● Problem details
Translate this sentence from the passage on FTTX into Spanish: "Besides the telcos, several other groups are attempting to install FTTH."

● Passage to read
FTTX stands for Fiber to the X (where X is a particular name/object). It is a type of broadband network architecture which uses telecom provider’s network to deliver broadband connections to homes, businesses and other establishments.
Types of FTTX :
FTTH: fiber to the home**
FTTP: fiber to the premises**
FTTC: fiber to the curb
FTTN: Fiber to the node
FTTx: referred to all varieties!
**Fiber to the home or fiber to the premises are the same thing, although “premises” was probably chosen to indicate the user could be a business as well as a household. Anyway, the idea is to bring fiber to the end user and offer high bandwidth services not available otherwise.
FTTH is mostly a telco issue : Telcos have many aging cable plants that cannot support DSL but it is too expensive to replace old copper with new copper just for POTS (plain old telephone service.) However, the aging copper is expensive to maintain. Some analysts also claim that FTTH maintenance costs are so much lower than keeping the current copper network going provides up to 2/3 of the financial benefits of FTTH – much greater than the revenue enhancements!
CATV companies have HFC networks in place and have the ability to bring gigabit signals to the home, although some are looking at replacing the coax drop to the home with fiber.
Competitive carriers now install their own fiber since FCC rules have changed and they cannot be assured of access to competitive carriers cable plants.
Telcos are fighting for exclusive rights where others, such as municipalities or utilities are trying to install FTTH, even if the telcos are not immediately planning on running FTTH themselves.
Besides the telcos, several other groups are attempting to install FTTH.
Municipalities: Some of the first FTTH systems were installed by cities – progressive ones like Palo Alto did it at the request of their high-tech citizens, some did it to entice businesses to move there, like Anaheim, some did it (or are trying to) because they were not pleased with the service of telcos or CATV companies. The latter often found the telcos or CATV companies to be formidable opponents who did not always play fair! Most municipal FTTx projects use rights of way available to the city through city-owned utilities.
Utilities: Owning rights of way to the home convinced some utilities to try FTTH or FTTC. Ethernet over power lines is becoming a option for power companies who can use power lines for the final connection to the home. FTTx is even becoming real for rural customers through rural electrical cooperatives.
CLECs (Competitive Local Exchange Carriers) install their own networks and can then sell connections to anyone they pass, but mostly focus on businesses which spend much more money on communications than households.
Private companies: There are private companies that will build municipal FTTH networks under an agreement with the city, similar to CATV agreements. In addition, some contractors building large subdivisions or apartments are installing FTTH with the assumption that they can connect with telecommunications companies for services to resell.
FTTH is a considered a battleground by telcos and CATV companies: Whenever a city or private company proposes to install FTTH, they can expect to have to deal with the legal, advertising and technical staff of the current telco or CATV company. Cities have found themselves in court or in battles where they are outspent by 100 to 1 in advertising in an attempt by the local telcos and CATV companies to defeat competitive systems.
Where is the bulk of telephone cabling? It may not be where you think!
Only 10% is in long distance networks, which were the first links converted to fiber – years ago. Another 10% is local loop (metropolitan) connecting central offices and switches – now mostly converted to fiber too. Fully 80% of all telco cabling is subscriber loop – the “last mile” that connects the end user to the system.

● Dataset rows
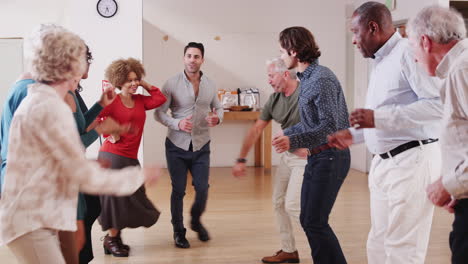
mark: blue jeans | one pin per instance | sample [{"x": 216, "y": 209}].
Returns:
[
  {"x": 323, "y": 177},
  {"x": 179, "y": 162}
]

● Reply
Además de las empresas de telecomunicaciones, varios otros grupos están intentando instalar FTTH.